The question that confronts stakeholders desiring a civilised outcome is how to obviate such systematic attempts at Jammu and Kashmir’s demography. This certainly demands a refreshed multilateral action from the United Nations Security Council on the Kashmir dispute. It may need to come in the form of a new resolution. Such a resolution should dictate a clear path for delineating and preventing India from changing demography. It should set new equitable terms for India and Pakistan to prepare reasonable grounds for holding plebiscite or reiterate commitments enshrined under previous resolutions. This will certainly require rising to the occasion—especially by powers such as the United States, United Kingdom, France, China, Russia and Germany—drawing a red line and costs for India’s attempts to change Jammu and Kashmir’s legal and demographic visage. If the 21st century demands commitment to norms, then the Kashmir dispute appears as one of the most reliable litmus tests.
The question of the Kashmir dispute needs to stop being seen only as a territorial dispute between Pakistan and India. The central focus should be the people that are critical to determination of its political future. Presenting it solely as a territorial dispute removes the Kashmiri people, who are one of the critical linchpins of this dispute. The primacy of determining Jammu and Kashmir’s future should lie in the hands of the Kashmiri people through plebiscite. It can’t be seen as a colonial price for India or BJP’s Hindutva-driven aspiration for a forceful integration with India.

| DATASET |
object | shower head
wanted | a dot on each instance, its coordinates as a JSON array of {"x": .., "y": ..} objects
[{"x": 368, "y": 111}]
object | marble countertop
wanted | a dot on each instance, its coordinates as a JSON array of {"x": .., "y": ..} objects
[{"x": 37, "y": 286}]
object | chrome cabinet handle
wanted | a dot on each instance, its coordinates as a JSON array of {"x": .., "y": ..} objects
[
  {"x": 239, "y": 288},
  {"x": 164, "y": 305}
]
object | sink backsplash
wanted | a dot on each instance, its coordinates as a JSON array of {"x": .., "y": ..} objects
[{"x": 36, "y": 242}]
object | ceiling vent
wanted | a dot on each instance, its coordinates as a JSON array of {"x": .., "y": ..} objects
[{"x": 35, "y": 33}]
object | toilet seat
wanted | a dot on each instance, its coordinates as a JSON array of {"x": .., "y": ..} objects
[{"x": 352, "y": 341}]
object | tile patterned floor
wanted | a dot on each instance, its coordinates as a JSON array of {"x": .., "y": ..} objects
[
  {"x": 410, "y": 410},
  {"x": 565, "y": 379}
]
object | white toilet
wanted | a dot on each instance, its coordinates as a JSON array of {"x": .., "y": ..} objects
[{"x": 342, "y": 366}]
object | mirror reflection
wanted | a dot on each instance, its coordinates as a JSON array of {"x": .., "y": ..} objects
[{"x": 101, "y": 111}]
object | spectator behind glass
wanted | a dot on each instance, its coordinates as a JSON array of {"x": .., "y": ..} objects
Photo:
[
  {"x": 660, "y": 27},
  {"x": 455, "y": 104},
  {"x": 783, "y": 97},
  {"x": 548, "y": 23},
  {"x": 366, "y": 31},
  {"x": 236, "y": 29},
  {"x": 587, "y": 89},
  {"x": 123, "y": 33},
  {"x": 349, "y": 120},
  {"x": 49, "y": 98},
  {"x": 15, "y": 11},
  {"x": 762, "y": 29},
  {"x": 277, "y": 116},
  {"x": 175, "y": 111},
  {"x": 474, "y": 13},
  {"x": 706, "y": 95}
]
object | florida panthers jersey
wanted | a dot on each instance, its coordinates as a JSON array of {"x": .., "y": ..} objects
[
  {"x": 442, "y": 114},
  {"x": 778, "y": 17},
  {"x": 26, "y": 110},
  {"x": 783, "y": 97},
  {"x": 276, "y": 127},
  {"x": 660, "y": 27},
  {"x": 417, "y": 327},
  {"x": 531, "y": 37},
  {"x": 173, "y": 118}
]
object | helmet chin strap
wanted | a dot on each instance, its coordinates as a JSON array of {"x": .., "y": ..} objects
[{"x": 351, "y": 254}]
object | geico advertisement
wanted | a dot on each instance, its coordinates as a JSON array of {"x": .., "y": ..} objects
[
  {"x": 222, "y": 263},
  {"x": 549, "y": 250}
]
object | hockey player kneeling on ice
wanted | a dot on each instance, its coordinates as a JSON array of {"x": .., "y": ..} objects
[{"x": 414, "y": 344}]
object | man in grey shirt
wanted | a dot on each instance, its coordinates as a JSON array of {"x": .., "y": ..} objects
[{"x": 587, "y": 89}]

| WHAT YOU ARE ASKED TO DO |
Extend the passage on the Kashmir dispute with the next paragraph, starting after its final sentence. The items are separate material, unrelated to the passage on the Kashmir dispute.

| RESPONSE AREA |
For the international community, the complexity of the Jammu and Kashmir dispute should be seen through shades of multiple case studies of international politics; Germany, Vietnam, and South Africa are among the most relevant. For example, the German reunification by Helmut Kohl was spearheaded in 1990 to unite German people that were divided in Western and Eastern wings after World War II. It was equally indispensable for the German Chancellor to unite German people and the divided territories. The same, but through war and insurgency, can be seen in Vietnam when it was reunited on April 30, 1975 after a violent takeover of South Vietnam by North Vietnamese and Vietcong. But most important of them is South Africa, which the international community denied, simultaneously riding the boats of apartheid and ineffectual democracy. The black majority was forced into political oblivion for decades in their own country until 1994. It is a similar apartheid by BJP which will seek to change Kashmiris’ demography by converting them into a minority. And a future outcome, if unchecked, will be determined by outside settlers. Let’s not forget, on the first anniversary of the revocation of Jammu and Kashmir’s special status, Prime Minister Modi will lay the foundation of the Ayodhya Temple. Symbolising Jammu and Kashmir’s future in Ayodhya couldn’t possibly make for a better comparison.